- **TEKS YANG DIBERIKAN**:
= = = = = = =

Tholos Foundation, sebuah lembaga pemikir global yang berfokus pada keterbukaan ekonomi, baru saja menerbitkan International Trade Barriers Index (TBI) edisi 2025. Dalam laporan tersebut, Indonesia menduduki posisi paling buncit, yaitu peringkat ke-122 dari 122 negara yang diukur. Hal ini menjadi sorotan tajam terkait betapa kompleksnya regulasi perdagangan di Tanah Air.
TBI sendiri merupakan indikator internasional yang digunakan untuk menilai tingkat keterbukaan ekonomi suatu negara terhadap perdagangan global.
Indeks ini mencakup hambatan langsung seperti tarif, hambatan non-tarif (NTB), dan pembatasan layanan, serta hambatan tidak langsung seperti infrastruktur logistik, perlindungan hak kekayaan intelektual, hambatan perdagangan digital, hingga keikutsertaan dalam perjanjian perdagangan bebas (FTA). Indeks ini melibatkan 122 negara yang mencakup 97% Produk Domestik Bruto (PDB) global dan 80% populasi dunia.
Menurut laporan tersebut, negara dengan skor terbaik adalah Hong Kong, diikuti oleh Singapura, Israel, Kanada, dan Jepang. Sementara itu, Amerika Serikat berada di urutan ke-61 dan Tiongkok di posisi ke-114. Fakta bahwa Indonesia berada di posisi paling bawah jelas merupakan sinyal kuat bahwa reformasi besar-besaran dibutuhkan dalam sistem perdagangannya.

= = = = = = =

- **ISI DAFTAR**:

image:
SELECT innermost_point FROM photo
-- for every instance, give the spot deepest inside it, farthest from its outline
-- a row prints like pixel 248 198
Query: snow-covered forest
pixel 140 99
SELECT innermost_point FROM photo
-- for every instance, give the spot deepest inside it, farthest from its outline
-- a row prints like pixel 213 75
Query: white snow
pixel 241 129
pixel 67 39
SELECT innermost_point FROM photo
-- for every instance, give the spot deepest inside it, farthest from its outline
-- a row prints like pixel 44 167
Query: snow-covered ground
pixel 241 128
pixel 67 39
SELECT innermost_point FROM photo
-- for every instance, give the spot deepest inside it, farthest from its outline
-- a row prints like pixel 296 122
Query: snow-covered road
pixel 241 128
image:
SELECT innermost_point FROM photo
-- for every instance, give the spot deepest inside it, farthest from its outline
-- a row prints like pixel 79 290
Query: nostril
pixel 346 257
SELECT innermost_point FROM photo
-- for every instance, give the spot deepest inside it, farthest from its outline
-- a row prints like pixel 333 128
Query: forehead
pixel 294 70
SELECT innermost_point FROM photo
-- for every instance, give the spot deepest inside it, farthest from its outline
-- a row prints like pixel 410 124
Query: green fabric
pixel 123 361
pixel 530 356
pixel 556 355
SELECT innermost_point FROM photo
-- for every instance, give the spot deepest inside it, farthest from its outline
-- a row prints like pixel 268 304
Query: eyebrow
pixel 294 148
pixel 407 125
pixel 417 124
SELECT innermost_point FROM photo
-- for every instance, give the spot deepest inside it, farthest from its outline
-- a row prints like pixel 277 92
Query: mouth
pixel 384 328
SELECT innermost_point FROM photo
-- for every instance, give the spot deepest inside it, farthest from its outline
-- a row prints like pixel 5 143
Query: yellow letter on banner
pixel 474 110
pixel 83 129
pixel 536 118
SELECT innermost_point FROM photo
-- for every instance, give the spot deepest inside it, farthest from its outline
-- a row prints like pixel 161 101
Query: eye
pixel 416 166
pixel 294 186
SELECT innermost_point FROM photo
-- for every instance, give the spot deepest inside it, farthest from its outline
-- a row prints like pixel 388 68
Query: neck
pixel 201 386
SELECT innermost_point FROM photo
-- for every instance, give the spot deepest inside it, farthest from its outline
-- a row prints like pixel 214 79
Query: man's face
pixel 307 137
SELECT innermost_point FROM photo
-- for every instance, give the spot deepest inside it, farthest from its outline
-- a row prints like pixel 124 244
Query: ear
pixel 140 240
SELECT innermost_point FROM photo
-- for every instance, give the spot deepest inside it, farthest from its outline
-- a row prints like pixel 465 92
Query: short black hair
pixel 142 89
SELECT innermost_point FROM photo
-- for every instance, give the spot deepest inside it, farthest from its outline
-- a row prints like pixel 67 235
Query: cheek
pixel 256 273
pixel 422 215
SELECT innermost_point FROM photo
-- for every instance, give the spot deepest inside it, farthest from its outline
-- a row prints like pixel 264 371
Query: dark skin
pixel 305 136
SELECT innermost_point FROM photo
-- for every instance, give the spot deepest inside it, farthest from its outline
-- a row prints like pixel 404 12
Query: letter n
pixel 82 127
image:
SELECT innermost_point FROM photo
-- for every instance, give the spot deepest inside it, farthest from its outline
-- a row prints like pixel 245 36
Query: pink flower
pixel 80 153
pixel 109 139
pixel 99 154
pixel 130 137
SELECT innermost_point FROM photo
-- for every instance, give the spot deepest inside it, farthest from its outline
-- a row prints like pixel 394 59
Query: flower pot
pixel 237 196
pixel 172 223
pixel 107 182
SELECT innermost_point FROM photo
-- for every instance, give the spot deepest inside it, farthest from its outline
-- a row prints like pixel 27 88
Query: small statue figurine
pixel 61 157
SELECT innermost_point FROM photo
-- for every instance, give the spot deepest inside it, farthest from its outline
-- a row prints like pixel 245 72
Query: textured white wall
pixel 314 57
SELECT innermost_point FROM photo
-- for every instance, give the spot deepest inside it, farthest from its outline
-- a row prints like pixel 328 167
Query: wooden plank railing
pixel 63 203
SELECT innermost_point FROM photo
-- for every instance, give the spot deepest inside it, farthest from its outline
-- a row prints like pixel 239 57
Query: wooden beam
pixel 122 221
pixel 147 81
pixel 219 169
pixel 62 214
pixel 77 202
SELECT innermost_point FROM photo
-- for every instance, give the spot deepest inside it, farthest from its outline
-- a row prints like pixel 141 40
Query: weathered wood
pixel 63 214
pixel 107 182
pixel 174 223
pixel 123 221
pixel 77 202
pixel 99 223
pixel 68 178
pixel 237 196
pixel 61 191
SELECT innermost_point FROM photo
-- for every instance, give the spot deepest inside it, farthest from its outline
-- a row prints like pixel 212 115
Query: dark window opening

= = = = = = =

- **KETENTUAN LATIHAN**:
A) Menurut teks tentang indeks hambatan perdagangan, negara mana yang memperoleh skor terbaik?
B) Tuliskan kembali secara persis bagian dari teks tentang indeks hambatan perdagangan yang dibuka dengan kata-kata "Indeks ini mencakup" dan ditutup dengan "dalam sistem perdagangannya.".
Kerjakan semua tugas hanya dengan berpedoman pada teks tersebut.

- **JAWABAN SETIAP TUGAS**:
A) Hong Kong.

B)
Indeks ini mencakup hambatan langsung seperti tarif, hambatan non-tarif (NTB), dan pembatasan layanan, serta hambatan tidak langsung seperti infrastruktur logistik, perlindungan hak kekayaan intelektual, hambatan perdagangan digital, hingga keikutsertaan dalam perjanjian perdagangan bebas (FTA). Indeks ini melibatkan 122 negara yang mencakup 97% Produk Domestik Bruto (PDB) global dan 80% populasi dunia.
Menurut laporan tersebut, negara dengan skor terbaik adalah Hong Kong, diikuti oleh Singapura, Israel, Kanada, dan Jepang. Sementara itu, Amerika Serikat berada di urutan ke-61 dan Tiongkok di posisi ke-114. Fakta bahwa Indonesia berada di posisi paling bawah jelas merupakan sinyal kuat bahwa reformasi besar-besaran dibutuhkan dalam sistem perdagangannya.